### SHORT PROBLEM 1
From the Ma Sui biography, repeat word for word the passage from "Ma Sui (馬燧;" up to and including "and Li Huaiguang.".
### SHORT PROBLEM 2
According to the Ma Sui biography, what special imperial examination did Ma Sui's father, Ma Jilong, pass?
### SHORT PROBLEM 3
Write the next part of the Ma Sui biography, continuing from its last sentence.

### SELECTION
* START *

= Ma Sui =

Chinese general and politician during Tang dynasty (726-795)

Ma Sui (馬燧; 726 – September 4, 795), courtesy name Xunmei (洵美), posthumous name Prince Zhuangwu of Beiping (北平莊武王), was a Chinese military general and politician of the Tang dynasty. He was known mostly for his battles against the rebel generals Li Lingyao (李靈曜), Tian Yue, Zhu Tao, and Li Huaiguang.

== Background and early career ==
Ma Sui was born in 726, during the reign of Emperor Xuanzong. His family was from Ru Prefecture (汝州, in modern Pingdingshan, Henan) and claimed to be descended from the royal house of the Warring States period state Zhao. Its traceable family line came from Ma Sui's great-great-great-grandfather Ma Xiu (馬岫), who served as an official of Northern Zhou. Ma Sui's direct male-line ancestors, including his great-grandfather Ma Juncai (馬君才), grandfather Ma Wen (馬玟), and father Ma Jilong (馬季龍), all served during the Tang dynasty. Ma Wen did not carry a high office, having served only as high as a supply officer for one of the imperial guard corps, but Ma Jilong had passed a special imperial examination for the military strategy works of Sun Tzu and Wu Qi and later served as a prefectural prefect and military commander at You Prefecture (幽州, in modern Beijing). When Ma Sui himself was young, on one occasion, when he was studying with his older brothers, he stated, "There will surely be disturbances in the realm. A real man should have accomplishments that helps the people throughout the realm, and how can he sit idly by to be merely a Confucian scholar?" As he grew, it was said that he had an unusual appearance, was tall, calm, brave, and intelligent. He was well-learned, particularly in the matters of military strategy.

* END *

### DATA EXCERPT
* START *

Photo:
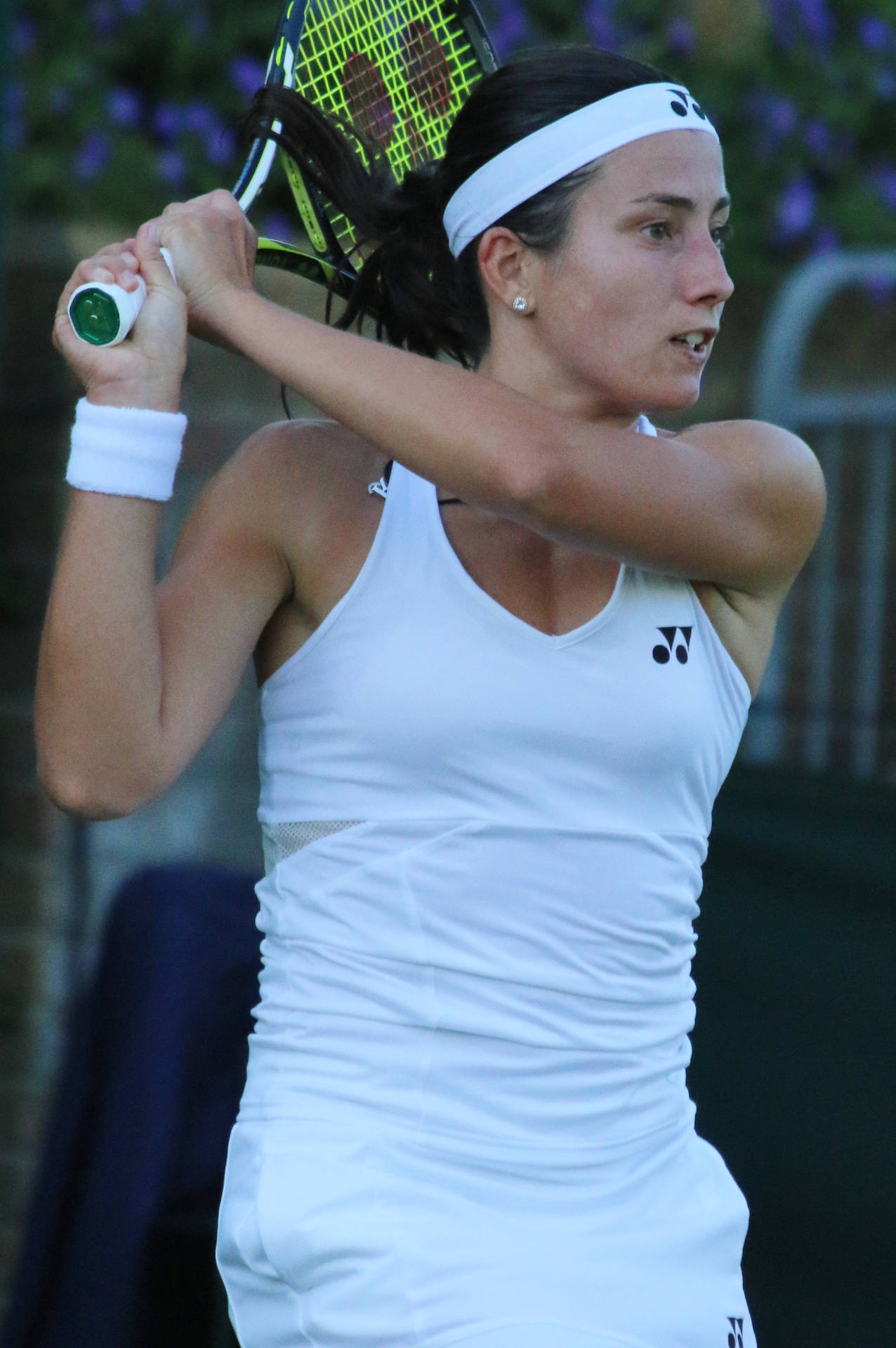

* END *

### TASK RESULT 1
Ma Sui (馬燧; 726 – September 4, 795), courtesy name Xunmei (洵美), posthumous name Prince Zhuangwu of Beiping (北平莊武王), was a Chinese military general and politician of the Tang dynasty. He was known mostly for his battles against the rebel generals Li Lingyao (李靈曜), Tian Yue, Zhu Tao, and Li Huaiguang.

### TASK RESULT 2
He passed a special imperial examination on the military strategy works of Sun Tzu and Wu Qi.

### TASK RESULT 3
In 755, the general An Lushan rebelled against Emperor Xuanzong's reign at Fanyang (范陽, i.e., You Prefecture), and soon advanced south to capture territory under imperial control and declare himself as emperor of a new state of Yan. He left his subordinate Jia Xun (賈循) in charge of Fanyang. Ma Sui, who was then at Fanyang, tried to persuade Jia to turn against An. Jia was impressed with Ma, but could not make up his mind. The proposal was leaked, however, and An sent his subordinate Han Chaoyang (韓朝陽) back to Fanyang and killed Jia. Ma fled Fanyang and was hidden by the hermit Xu Yu (徐遇) in the mountains to the west of Fanyang. After Ma hid there for a month, he left and joined the Tang resistance army at Pingyuan (平原, roughly modern Dezhou, Shandong) under Yan Zhenqing. After Pingyuan fell to Yan troops, Ma fled to Wei Commandery (魏郡, in modern Handan, Hebei). Nothing in his official biographies indicated what his activities were for the rest of the Anshi Rebellion.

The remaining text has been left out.